WORK REQUIRED:
Set each entry down verbatim, omitting images.

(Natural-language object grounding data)
-- Opening Marker --

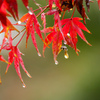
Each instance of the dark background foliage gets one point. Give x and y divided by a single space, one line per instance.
77 78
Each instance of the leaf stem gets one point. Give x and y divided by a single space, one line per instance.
73 12
42 11
21 39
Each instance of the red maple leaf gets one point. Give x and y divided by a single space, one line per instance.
25 2
15 55
56 2
73 26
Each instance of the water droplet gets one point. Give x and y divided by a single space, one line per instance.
56 62
19 22
66 54
27 7
68 34
39 54
30 12
24 86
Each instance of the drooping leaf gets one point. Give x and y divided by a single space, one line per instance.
2 59
12 7
15 55
73 27
99 4
25 2
56 2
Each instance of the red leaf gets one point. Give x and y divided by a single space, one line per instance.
15 55
56 2
30 19
2 59
12 7
25 2
74 26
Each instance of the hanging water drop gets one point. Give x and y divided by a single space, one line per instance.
19 22
39 54
30 12
56 62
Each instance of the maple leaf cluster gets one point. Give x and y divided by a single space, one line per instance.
63 33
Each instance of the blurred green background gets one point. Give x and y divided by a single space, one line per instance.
77 78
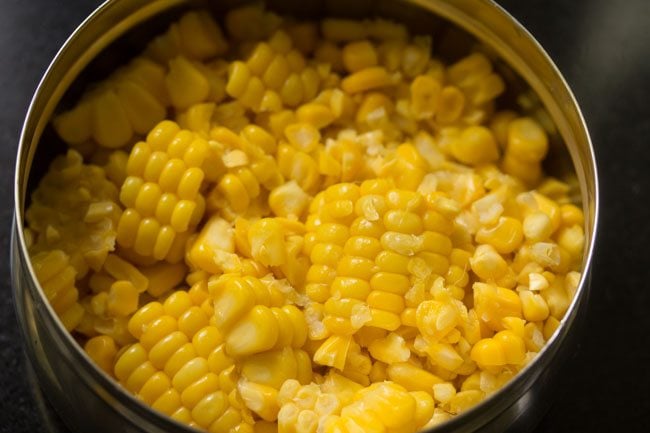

-- Closing Marker --

WRITTEN ANSWER:
Each instance of the dark background foliage gets one point. Give x and y divided by a single space, one line per instance.
77 78
Each instance of the leaf stem gets one point. Give x and y divided by a single space, one line per instance.
73 12
42 11
21 39
Each instance of the red maple leaf gets one point. Give x and y divided by a single space, one line per instance.
25 2
15 55
56 2
73 26
Each instance of the water droplet gets one point. Give x and y divided by a single space, one line per instance.
56 62
19 22
66 54
27 7
68 34
39 54
30 12
24 86
Each instance of the drooping leaf gets one point. Give x and y divided by a single space, one line per instance.
2 59
12 7
15 55
73 27
99 4
25 2
56 2
Each instance of the red leaf gets one point. Give x and y divided by a single space, one line per instance.
15 55
56 2
30 19
2 59
12 7
25 2
74 26
Each instance of the hanging water drop gets one point. Give x and y divided by a single space, one line per instance.
19 22
39 54
30 12
56 62
Each instance of the maple leaf cluster gets one point. Give x and y divided by a single space, one line per instance.
63 33
Each instance of the blurred green background gets one point. Give x and y divided by a single space, one line per instance.
77 78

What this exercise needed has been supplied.